--- Problem requirements ---
Restate verbatim the span of lines below between the line with "# sample shape, e.g. [[67, 40]]" and the line with "# sample shape, e.g. [[59, 28]]", including those two lines, and only that span.

--- Data for processing ---
_____
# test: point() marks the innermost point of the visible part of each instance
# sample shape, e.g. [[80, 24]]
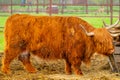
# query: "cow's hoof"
[[32, 70], [68, 72], [79, 73]]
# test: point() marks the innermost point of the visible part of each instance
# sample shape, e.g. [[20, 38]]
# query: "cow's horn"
[[111, 26], [88, 33]]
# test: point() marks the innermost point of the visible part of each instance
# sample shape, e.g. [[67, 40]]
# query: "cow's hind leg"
[[68, 67], [24, 57], [9, 55]]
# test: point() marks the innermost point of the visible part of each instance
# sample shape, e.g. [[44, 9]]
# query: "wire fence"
[[93, 8]]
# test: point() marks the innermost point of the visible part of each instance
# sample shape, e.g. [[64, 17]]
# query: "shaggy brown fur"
[[52, 38]]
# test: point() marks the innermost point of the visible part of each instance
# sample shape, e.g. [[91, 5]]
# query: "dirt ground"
[[98, 70]]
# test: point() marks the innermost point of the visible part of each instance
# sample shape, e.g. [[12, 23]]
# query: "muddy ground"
[[98, 70]]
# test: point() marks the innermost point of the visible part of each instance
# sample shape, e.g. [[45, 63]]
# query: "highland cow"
[[51, 38]]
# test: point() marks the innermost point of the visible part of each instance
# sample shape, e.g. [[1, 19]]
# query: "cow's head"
[[115, 31], [102, 40]]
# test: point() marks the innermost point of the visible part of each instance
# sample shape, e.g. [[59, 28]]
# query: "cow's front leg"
[[25, 59], [68, 67], [76, 63]]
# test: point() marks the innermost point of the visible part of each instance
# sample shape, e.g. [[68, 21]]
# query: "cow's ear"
[[87, 33]]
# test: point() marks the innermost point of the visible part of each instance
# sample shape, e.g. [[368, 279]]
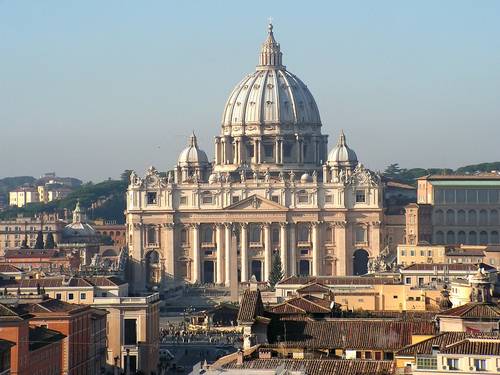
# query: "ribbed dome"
[[270, 95], [341, 153], [192, 155]]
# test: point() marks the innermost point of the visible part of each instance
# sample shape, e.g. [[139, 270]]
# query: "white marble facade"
[[272, 187]]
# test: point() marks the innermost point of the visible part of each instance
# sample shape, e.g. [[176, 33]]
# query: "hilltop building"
[[273, 187]]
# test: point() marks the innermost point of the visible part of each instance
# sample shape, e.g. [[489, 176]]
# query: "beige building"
[[134, 327], [362, 293], [273, 187], [23, 195], [14, 231], [456, 210]]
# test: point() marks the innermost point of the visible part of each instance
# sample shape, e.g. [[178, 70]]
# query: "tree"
[[276, 273], [49, 242], [39, 240], [125, 176]]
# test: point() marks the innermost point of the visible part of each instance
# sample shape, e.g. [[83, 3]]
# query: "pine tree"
[[276, 273], [39, 240], [49, 242]]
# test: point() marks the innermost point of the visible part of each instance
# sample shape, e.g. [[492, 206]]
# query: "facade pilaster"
[[220, 257], [196, 274], [283, 248], [244, 252], [228, 253]]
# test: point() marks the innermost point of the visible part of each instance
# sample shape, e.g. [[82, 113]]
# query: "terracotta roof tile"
[[251, 306], [474, 346], [473, 310], [349, 334], [442, 341], [318, 366]]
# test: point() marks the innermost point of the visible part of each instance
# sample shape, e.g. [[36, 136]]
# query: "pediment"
[[255, 202]]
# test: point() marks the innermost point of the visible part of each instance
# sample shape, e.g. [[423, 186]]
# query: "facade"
[[23, 195], [273, 187], [14, 231], [37, 350], [135, 326], [462, 209]]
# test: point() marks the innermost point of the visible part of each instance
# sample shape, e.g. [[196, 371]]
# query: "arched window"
[[330, 233], [439, 238], [483, 238], [207, 234], [472, 217], [303, 233], [302, 197], [494, 217], [461, 237], [450, 237], [461, 217], [151, 235], [472, 238], [494, 238], [360, 234], [483, 217], [255, 233], [450, 217], [439, 217]]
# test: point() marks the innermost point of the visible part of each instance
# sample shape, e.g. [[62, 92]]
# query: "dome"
[[192, 155], [271, 95], [341, 153]]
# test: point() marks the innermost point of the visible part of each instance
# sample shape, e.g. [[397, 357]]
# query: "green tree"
[[276, 273], [39, 240], [49, 242]]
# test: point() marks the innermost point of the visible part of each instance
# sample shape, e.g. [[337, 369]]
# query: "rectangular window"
[[303, 198], [268, 151], [360, 196], [480, 364], [452, 363], [151, 197], [130, 334], [207, 199]]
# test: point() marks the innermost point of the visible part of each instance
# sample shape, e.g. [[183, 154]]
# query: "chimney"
[[239, 357]]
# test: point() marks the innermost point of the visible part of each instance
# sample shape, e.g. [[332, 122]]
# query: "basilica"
[[273, 186]]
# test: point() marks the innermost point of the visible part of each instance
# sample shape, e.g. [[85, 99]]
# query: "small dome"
[[306, 177], [192, 155], [342, 154], [212, 179]]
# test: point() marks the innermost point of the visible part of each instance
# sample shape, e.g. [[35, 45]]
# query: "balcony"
[[304, 243]]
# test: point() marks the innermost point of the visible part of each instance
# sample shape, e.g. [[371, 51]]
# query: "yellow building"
[[363, 293], [23, 195]]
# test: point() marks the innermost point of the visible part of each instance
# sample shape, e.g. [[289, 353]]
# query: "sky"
[[91, 88]]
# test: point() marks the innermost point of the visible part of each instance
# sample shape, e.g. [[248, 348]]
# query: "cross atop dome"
[[270, 53]]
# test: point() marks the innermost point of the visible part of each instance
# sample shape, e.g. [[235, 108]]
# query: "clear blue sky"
[[90, 88]]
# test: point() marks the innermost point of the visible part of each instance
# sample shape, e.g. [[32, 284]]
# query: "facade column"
[[228, 254], [220, 258], [293, 250], [196, 274], [167, 249], [283, 248], [267, 251], [315, 249], [244, 252]]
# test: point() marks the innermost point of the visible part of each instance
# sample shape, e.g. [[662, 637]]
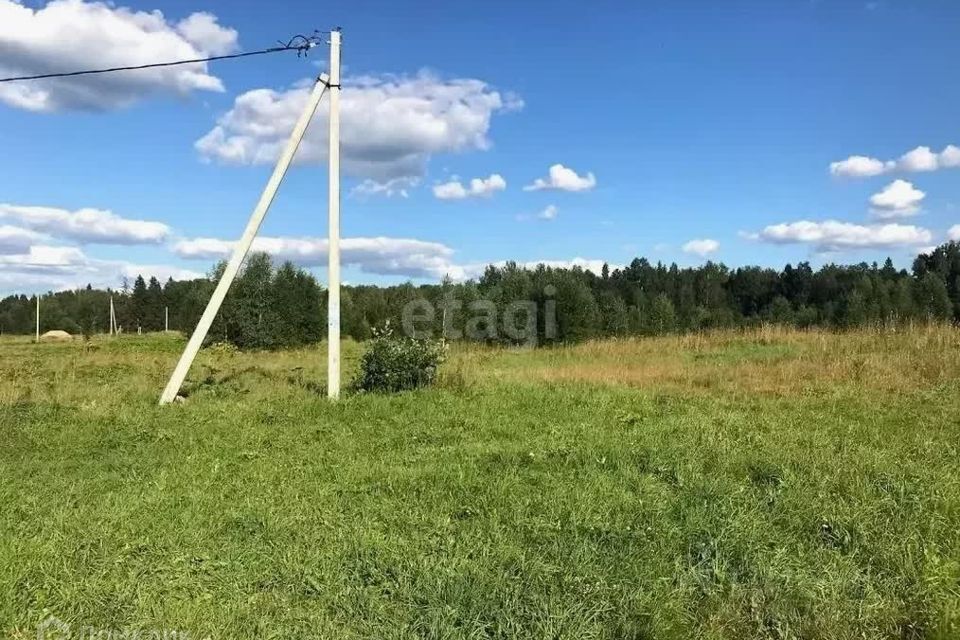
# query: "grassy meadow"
[[765, 484]]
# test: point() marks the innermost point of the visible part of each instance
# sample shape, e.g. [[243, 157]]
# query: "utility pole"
[[333, 270], [243, 246]]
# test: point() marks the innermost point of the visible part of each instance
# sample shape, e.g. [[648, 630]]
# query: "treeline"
[[271, 306]]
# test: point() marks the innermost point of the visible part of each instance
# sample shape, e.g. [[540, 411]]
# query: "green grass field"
[[772, 484]]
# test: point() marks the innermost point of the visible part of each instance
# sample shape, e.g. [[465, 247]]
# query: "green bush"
[[397, 363]]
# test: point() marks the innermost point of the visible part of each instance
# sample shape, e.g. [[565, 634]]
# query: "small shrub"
[[397, 363]]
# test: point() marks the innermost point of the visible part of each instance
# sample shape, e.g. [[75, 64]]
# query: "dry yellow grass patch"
[[772, 360]]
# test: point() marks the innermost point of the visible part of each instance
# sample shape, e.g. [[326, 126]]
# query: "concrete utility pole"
[[333, 270], [243, 246]]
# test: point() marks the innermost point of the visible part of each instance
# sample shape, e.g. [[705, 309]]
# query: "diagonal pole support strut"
[[243, 246]]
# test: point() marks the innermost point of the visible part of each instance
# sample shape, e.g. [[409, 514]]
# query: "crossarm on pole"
[[243, 246]]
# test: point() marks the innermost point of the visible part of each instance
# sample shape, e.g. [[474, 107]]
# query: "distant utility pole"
[[333, 270]]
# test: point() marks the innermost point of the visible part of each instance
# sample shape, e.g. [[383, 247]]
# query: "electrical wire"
[[299, 43]]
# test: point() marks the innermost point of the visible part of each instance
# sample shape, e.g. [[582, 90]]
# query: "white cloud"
[[916, 160], [86, 225], [67, 35], [860, 167], [391, 125], [380, 255], [563, 179], [701, 247], [14, 240], [899, 199], [45, 267], [549, 213], [832, 235], [395, 187], [478, 187]]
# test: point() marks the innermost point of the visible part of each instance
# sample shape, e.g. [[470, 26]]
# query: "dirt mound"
[[56, 335]]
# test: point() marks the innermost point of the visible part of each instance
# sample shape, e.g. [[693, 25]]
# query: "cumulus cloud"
[[391, 125], [15, 240], [86, 225], [65, 35], [395, 187], [379, 255], [832, 235], [919, 159], [478, 187], [44, 267], [701, 247], [549, 212], [563, 178], [899, 199]]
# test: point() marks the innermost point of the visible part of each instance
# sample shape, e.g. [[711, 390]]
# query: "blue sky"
[[727, 123]]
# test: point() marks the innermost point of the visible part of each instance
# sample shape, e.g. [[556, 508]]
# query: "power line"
[[300, 44]]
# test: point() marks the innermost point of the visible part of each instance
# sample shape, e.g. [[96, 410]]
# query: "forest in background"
[[273, 306]]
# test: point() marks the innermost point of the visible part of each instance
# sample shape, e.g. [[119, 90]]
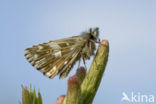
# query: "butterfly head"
[[95, 34]]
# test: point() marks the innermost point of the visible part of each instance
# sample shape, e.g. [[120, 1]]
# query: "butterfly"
[[59, 56]]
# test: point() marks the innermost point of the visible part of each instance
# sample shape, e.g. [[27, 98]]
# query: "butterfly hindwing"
[[55, 57]]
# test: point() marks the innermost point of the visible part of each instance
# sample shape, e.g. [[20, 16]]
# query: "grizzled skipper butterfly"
[[59, 56]]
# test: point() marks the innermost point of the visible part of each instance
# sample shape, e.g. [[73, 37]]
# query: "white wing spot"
[[71, 48], [40, 47], [28, 55], [65, 62], [51, 71], [35, 56], [55, 46], [67, 44], [57, 54], [26, 52]]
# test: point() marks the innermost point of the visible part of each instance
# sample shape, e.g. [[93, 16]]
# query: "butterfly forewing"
[[55, 57]]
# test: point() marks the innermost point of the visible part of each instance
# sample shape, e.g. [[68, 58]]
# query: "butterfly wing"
[[55, 57]]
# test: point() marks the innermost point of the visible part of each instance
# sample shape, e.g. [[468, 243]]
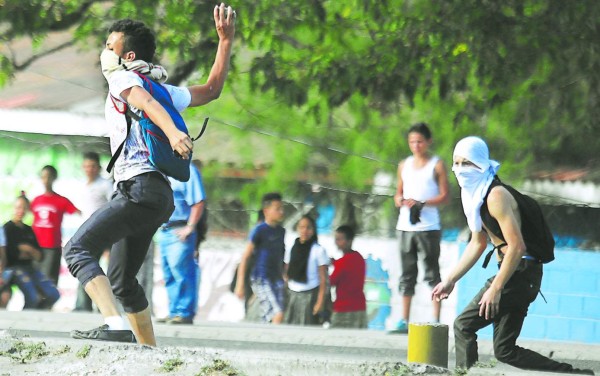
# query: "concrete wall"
[[571, 285]]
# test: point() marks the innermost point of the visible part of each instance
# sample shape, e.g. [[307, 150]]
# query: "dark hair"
[[268, 198], [23, 197], [421, 128], [137, 37], [313, 223], [261, 216], [347, 230], [92, 156], [51, 170]]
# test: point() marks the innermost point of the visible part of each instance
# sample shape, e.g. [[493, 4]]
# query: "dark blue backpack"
[[161, 155]]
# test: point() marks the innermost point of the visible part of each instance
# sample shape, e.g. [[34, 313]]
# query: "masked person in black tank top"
[[496, 211]]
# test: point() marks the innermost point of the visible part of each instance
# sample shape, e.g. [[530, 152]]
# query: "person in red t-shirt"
[[348, 277], [48, 210]]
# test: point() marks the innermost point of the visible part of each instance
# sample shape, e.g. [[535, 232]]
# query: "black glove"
[[415, 212]]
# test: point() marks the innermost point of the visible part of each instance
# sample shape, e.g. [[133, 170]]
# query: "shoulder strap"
[[128, 115], [115, 156]]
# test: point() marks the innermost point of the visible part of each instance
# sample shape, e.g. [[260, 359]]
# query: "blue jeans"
_____
--- Solution to the exercise ---
# sample shape, e.g. [[67, 40]]
# query: "cow's hind leg"
[[68, 67], [24, 57], [9, 55]]
# test: point() marks the innermost point of the visible part of each instance
# sample shape, e.g. [[44, 9]]
# query: "wire fence"
[[93, 8]]
# test: point() marks the innermost point of the visible part of each instance
# sample shape, e.g. [[64, 17]]
# query: "shaggy brown fur"
[[52, 38]]
# test: point() marks the innermost point of the visible part of each instance
# sample shape, e.g. [[91, 5]]
# query: "dirt ground"
[[98, 70]]
# test: point() marks the innermost point of the visible part of each instance
# sample shape, e.g. [[12, 23]]
# query: "muddy ground"
[[98, 70]]
# test: point() marks the innermost point of the visible part of each instance
# sample shape, e.g. [[45, 63]]
# query: "highland cow"
[[51, 38]]
# test: point() marks the innermost point of the visible part of each instance
# sample shape, e.g. [[1, 19]]
# query: "cow's head"
[[115, 31], [102, 40]]
# test: point() marks the innermost point of the visible part of each instance
# sample shape, e.g. [[59, 28]]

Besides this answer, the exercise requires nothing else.